EXTRACT TO READ
Re: [patch] Give kjournald a IOPRIO_CLASS_RT io priority

From: Alan D. Brunelle
Date: Wed Nov 14 2007 - 14:17:44 EST


Andrew Morton wrote:
(cc lkml restored, with permission)

On Wed, 14 Nov 2007 10:48:10 -0500 "Alan D. Brunelle" <Alan.Brunelle@xxxxxx> wrote:

Andrew Morton wrote:
On Mon, 15 Oct 2007 16:13:15 -0400
Rik van Riel <riel@xxxxxxxxxx> wrote:

Since you have been involved a lot with ext3 development,
which kinds of workloads do you think will show a performance
degradation with Arjan's patch? What should I test?
Gee. Expect the unexpected ;)

One problem might be when kjournald is doing its ordered-mode data
writeback at the start of commit. That writeout will now be
higher-priority and might impact other tasks which are doing synchronous
file overwrites (ie: no commits) or O_DIRECT reads or writes or just plain
old reads.

SUPPLIED RECORDS
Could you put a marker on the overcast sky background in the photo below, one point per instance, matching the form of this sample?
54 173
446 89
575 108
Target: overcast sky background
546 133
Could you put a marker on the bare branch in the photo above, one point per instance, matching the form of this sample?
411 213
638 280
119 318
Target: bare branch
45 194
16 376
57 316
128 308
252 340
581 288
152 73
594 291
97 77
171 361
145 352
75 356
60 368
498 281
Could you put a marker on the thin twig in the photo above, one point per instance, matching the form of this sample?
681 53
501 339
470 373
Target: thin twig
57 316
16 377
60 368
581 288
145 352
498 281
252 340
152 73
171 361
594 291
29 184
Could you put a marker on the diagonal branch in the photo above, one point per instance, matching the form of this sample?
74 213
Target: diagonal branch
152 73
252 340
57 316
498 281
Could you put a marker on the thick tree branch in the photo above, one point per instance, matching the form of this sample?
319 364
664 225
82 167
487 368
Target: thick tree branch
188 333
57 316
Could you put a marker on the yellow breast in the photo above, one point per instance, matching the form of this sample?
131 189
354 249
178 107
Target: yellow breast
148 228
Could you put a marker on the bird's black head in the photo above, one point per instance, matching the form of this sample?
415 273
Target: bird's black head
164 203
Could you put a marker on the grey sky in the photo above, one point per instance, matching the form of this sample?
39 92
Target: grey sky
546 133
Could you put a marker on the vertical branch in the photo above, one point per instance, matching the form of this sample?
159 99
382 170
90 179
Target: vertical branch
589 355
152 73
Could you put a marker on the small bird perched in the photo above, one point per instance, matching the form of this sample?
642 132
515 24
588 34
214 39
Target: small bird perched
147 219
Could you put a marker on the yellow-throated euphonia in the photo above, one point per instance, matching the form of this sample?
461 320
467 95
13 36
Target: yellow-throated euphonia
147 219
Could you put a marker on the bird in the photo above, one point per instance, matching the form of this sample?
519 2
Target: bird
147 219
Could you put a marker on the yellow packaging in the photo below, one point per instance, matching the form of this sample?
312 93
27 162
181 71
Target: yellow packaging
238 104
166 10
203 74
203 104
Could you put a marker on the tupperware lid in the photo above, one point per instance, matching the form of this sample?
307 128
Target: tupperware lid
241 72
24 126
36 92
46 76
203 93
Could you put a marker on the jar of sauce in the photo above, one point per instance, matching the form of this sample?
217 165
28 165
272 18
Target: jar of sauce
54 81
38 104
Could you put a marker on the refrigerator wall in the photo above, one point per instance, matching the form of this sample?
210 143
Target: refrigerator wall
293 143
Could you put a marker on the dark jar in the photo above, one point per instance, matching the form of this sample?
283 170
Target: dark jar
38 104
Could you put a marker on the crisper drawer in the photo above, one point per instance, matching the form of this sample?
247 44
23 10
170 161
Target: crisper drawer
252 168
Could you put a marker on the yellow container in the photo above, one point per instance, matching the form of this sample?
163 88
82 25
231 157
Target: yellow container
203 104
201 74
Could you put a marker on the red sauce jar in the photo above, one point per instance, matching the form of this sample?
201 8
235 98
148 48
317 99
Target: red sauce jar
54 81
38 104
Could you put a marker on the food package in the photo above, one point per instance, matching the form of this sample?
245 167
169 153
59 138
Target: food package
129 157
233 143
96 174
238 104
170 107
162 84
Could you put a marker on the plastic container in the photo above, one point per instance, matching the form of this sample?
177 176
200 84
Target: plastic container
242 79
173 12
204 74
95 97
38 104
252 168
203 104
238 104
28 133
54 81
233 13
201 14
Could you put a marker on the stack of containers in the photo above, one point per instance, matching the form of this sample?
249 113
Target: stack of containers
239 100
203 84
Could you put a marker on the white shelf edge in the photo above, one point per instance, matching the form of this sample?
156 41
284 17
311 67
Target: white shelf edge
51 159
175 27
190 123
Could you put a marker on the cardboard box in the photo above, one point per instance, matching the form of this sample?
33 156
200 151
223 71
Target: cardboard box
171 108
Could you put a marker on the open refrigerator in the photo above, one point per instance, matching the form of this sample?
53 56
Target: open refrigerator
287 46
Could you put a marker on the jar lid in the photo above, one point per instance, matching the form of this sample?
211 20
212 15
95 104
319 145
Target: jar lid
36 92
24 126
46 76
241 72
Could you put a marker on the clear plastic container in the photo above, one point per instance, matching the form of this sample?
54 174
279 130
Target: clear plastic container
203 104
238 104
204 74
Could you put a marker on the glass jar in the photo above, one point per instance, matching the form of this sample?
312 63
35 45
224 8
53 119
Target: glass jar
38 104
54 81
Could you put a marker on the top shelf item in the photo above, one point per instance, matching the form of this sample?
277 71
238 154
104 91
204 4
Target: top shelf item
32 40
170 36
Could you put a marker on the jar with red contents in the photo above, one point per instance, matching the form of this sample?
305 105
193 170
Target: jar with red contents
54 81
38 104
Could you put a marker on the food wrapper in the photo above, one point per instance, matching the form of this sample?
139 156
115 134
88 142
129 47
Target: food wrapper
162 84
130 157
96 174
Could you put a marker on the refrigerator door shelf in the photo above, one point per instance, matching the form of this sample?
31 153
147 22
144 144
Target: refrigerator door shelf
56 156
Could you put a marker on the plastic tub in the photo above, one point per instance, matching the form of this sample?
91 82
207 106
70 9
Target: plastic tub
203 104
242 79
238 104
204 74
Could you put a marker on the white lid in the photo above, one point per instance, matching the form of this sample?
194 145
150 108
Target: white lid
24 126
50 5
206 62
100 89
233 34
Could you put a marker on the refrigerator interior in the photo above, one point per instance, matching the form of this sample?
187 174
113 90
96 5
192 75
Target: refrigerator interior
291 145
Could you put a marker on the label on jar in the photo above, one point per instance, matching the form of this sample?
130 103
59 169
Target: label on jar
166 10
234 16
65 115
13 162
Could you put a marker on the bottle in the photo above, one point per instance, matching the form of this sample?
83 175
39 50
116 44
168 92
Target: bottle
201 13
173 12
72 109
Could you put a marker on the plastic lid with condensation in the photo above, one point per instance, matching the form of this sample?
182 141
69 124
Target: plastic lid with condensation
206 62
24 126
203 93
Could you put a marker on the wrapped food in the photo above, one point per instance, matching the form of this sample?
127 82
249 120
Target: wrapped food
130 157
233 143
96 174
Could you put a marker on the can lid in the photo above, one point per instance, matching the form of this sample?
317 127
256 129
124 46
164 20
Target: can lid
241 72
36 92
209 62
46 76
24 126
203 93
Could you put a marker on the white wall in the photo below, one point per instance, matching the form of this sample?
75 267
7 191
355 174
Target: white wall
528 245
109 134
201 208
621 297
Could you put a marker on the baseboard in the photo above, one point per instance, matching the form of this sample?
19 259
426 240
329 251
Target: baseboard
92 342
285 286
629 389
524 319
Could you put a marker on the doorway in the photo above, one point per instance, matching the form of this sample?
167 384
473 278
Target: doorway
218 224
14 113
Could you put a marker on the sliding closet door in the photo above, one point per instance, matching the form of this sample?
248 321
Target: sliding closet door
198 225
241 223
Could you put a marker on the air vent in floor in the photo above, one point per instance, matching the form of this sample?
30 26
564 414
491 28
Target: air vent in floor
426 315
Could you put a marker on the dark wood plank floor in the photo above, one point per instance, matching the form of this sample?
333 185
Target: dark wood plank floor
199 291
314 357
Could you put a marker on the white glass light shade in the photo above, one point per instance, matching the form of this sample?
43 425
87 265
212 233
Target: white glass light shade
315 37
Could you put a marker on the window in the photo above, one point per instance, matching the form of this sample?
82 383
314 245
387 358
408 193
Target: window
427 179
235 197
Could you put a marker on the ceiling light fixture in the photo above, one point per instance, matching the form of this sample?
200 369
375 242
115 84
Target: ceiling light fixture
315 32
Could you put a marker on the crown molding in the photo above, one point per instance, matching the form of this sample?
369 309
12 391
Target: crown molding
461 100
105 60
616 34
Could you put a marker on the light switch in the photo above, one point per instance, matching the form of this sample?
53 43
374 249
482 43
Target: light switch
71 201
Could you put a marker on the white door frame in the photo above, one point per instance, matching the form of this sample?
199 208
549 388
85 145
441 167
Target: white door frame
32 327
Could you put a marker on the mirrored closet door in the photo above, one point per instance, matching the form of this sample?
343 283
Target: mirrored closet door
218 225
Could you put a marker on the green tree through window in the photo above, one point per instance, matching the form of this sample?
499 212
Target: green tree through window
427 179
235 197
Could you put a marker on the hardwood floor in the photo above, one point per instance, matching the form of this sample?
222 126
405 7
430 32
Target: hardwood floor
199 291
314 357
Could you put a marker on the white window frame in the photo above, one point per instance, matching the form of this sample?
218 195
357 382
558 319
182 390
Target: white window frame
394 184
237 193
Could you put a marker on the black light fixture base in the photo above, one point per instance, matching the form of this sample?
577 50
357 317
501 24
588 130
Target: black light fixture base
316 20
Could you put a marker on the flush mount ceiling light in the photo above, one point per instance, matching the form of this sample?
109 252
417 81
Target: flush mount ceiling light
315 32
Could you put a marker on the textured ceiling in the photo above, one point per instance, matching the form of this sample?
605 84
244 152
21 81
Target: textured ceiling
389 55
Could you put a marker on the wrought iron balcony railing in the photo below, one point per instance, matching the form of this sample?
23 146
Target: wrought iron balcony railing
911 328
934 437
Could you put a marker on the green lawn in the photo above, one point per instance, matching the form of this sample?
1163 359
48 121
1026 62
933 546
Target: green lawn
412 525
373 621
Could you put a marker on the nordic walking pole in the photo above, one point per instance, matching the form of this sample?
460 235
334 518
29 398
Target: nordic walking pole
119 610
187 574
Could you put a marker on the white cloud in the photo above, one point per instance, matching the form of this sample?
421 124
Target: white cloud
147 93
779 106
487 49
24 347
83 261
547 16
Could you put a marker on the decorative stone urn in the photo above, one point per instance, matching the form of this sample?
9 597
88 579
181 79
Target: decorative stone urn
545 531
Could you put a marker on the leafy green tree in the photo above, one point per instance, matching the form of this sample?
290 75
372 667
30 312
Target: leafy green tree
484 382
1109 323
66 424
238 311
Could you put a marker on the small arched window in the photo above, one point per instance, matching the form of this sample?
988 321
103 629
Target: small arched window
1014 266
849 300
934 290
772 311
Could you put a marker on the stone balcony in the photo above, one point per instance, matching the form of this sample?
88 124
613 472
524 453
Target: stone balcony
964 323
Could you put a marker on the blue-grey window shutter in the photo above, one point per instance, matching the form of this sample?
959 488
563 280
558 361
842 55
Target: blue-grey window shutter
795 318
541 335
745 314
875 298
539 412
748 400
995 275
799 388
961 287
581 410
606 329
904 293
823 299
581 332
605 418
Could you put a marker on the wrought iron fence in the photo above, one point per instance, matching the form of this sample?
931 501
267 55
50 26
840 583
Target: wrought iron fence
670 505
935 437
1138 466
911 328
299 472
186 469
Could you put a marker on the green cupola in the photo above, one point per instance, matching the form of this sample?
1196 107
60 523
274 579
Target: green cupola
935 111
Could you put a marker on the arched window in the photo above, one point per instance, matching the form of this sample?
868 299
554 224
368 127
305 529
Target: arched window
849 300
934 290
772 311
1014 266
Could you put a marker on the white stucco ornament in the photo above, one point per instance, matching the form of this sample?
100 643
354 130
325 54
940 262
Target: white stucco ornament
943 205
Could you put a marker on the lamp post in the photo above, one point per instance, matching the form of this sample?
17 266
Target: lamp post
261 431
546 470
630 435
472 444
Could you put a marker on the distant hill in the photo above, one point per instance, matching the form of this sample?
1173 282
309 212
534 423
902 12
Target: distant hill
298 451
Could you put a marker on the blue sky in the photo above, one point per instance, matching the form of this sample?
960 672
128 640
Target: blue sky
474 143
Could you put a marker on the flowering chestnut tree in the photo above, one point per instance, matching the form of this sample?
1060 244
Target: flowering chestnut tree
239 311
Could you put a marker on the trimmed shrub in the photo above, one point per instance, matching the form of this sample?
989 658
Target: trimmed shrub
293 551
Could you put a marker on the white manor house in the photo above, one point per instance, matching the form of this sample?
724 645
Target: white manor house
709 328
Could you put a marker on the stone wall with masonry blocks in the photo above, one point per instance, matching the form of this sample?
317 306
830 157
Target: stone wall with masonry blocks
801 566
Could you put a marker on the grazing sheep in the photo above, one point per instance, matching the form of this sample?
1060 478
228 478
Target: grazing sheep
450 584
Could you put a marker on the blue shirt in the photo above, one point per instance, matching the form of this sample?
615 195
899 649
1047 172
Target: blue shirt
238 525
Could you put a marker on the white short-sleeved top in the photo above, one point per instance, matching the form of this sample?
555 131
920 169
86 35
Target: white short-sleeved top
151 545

GIVEN REQUEST A
Copy the kjournald message verbatim, everything from "Re: [patch] Give" down to "restored, with permission)".
GIVEN REQUEST B
Using the kjournald message, answer the following:
(i) Which I/O priority class does the patch named in the subject line assign to kjournald?
(ii) On what date did Rik van Riel write the quoted message?
(iii) At what point does kjournald perform its ordered-mode data writeback?

SOLUTION A
Re: [patch] Give kjournald a IOPRIO_CLASS_RT io priority

From: Alan D. Brunelle
Date: Wed Nov 14 2007 - 14:17:44 EST


Andrew Morton wrote:
(cc lkml restored, with permission)

SOLUTION B
(i) IOPRIO_CLASS_RT
(ii) Monday, 15 October 2007
(iii) At the start of commit